Tasks to complete —
- a) List the three things that, according to the Cortex overview, every agent run must carry as a recorded event.
- b) Output everything in the Cortex overview from "What problem it" down to "discipline behind it.".

Excerpt provided —
-=-=-

What problem it solves
Multi-agent systems have a credibility problem: the more moving parts, the easier it is for a wrong answer to look right. Worse than visible failure is the invisible kind — the step that “succeeded” on garbage inputs, the confidence number that was really a storage default, the summary that quietly replaced the evidence. Witan’s entire thesis (many small models instead of one big one) is worthless if the handoffs between models can’t be inspected. Cortex is that inspection surface — and the discipline behind it.
The thesis
If you can’t see the work, you don’t have a system — you have a story about one. Every agent run must be its own recorded event carrying the verbatim input it received, the exact assembled prompt it ran with, and the verbatim output it produced. Summaries may sit on top of the evidence but never replace it. And the surface that displays all this must always be the truth — the one rule in the project with no exceptions: Cortex must always be the truth.
Key features
- Lossless run records. Every agent and tool call is a traced node — chained by parent-run links into full workflows — with checkpoint I/O preserved verbatim at every step.

-=-=-

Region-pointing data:
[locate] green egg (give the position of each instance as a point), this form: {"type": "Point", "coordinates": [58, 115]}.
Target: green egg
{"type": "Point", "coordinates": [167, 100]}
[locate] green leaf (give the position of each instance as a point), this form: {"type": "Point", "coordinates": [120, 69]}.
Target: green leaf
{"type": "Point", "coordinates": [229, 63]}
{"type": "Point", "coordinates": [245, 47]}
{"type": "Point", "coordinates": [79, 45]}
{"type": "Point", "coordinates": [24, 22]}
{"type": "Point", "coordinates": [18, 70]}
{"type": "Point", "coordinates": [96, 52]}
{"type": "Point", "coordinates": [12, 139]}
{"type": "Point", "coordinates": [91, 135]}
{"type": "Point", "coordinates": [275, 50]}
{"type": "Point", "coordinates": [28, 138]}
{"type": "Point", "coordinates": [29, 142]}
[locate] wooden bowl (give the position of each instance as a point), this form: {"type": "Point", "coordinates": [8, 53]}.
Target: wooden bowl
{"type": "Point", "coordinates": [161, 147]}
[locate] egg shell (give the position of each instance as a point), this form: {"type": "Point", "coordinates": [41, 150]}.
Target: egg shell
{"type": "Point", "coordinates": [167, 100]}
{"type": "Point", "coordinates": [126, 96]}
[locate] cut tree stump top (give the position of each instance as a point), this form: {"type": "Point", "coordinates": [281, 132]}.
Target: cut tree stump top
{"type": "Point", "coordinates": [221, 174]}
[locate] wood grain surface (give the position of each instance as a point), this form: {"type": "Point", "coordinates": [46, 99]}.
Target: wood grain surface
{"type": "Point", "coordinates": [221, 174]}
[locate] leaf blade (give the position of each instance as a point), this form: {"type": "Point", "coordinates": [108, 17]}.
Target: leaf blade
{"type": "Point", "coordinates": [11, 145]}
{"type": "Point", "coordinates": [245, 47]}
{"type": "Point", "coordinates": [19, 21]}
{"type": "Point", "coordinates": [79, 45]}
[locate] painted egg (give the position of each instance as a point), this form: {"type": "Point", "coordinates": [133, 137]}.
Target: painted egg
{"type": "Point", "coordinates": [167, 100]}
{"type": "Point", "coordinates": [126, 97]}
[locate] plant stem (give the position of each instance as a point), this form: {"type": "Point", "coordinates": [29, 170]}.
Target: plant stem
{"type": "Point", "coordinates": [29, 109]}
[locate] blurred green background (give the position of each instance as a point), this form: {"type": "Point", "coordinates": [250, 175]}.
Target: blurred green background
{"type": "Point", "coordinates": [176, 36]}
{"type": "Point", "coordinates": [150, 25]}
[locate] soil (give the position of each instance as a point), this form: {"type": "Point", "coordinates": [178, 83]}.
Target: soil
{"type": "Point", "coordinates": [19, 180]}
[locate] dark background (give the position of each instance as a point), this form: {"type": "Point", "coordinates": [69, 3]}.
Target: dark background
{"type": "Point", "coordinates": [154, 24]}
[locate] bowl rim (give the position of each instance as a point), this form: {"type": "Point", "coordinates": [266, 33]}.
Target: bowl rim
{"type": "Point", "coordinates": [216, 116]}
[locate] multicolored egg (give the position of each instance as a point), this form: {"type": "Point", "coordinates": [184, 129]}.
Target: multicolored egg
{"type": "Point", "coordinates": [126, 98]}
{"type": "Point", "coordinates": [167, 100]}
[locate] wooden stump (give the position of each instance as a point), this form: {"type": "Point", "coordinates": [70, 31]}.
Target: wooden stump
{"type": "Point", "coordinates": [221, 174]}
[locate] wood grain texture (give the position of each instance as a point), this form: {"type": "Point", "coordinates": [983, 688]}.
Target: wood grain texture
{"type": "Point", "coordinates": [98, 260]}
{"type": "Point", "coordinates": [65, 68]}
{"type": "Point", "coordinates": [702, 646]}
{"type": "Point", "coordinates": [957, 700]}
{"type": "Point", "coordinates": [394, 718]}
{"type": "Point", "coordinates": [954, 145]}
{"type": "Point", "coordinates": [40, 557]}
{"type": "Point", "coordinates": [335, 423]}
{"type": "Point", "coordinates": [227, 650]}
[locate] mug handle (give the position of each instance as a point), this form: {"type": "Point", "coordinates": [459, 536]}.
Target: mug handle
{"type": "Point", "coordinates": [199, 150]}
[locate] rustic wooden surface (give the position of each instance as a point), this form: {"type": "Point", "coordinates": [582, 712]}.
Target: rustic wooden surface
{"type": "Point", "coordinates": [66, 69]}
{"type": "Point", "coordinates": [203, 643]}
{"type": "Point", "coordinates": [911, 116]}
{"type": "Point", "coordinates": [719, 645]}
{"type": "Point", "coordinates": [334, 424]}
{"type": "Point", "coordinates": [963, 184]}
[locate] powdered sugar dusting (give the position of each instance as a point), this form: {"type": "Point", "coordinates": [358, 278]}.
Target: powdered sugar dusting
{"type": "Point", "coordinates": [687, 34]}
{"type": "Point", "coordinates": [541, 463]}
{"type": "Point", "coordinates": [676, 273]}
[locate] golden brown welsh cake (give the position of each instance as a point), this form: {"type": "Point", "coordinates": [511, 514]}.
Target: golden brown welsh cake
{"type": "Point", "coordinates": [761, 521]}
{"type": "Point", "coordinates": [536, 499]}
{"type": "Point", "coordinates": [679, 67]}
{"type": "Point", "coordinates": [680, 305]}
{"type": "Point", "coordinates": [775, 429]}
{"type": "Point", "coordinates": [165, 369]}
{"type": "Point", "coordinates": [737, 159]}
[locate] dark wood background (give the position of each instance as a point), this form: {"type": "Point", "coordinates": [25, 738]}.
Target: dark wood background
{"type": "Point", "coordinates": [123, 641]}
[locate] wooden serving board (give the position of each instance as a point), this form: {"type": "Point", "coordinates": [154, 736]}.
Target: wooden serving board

-=-=-

Solutions per task —
- a)
- The verbatim input it received
- The exact assembled prompt it ran with
- The verbatim output it produced

- b)
What problem it solves
Multi-agent systems have a credibility problem: the more moving parts, the easier it is for a wrong answer to look right. Worse than visible failure is the invisible kind — the step that “succeeded” on garbage inputs, the confidence number that was really a storage default, the summary that quietly replaced the evidence. Witan’s entire thesis (many small models instead of one big one) is worthless if the handoffs between models can’t be inspected. Cortex is that inspection surface — and the discipline behind it.